▶ _Directive_:
Can you write out the records below again, replacing "bowl" with "dish" wherever it appears and leaving every other word unchanged?

▶ _Records shown_:
=======

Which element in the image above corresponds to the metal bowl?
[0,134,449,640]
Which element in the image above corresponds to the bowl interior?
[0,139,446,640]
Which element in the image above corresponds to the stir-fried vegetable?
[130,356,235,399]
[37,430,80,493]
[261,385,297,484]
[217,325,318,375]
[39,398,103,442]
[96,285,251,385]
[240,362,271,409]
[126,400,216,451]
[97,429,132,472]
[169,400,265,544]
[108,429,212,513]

=======

▶ _Solution to the exercise_:
Which element in the image above corresponds to the metal dish?
[0,134,449,640]
Which element in the image above corresponds to the dish interior?
[0,139,446,640]
Which element in the image above corresponds to the stir-fried vegetable?
[130,356,235,399]
[37,430,80,493]
[261,385,297,484]
[217,325,318,375]
[39,398,103,442]
[96,285,251,385]
[240,362,271,409]
[126,400,216,451]
[97,429,132,472]
[169,400,265,544]
[108,429,212,513]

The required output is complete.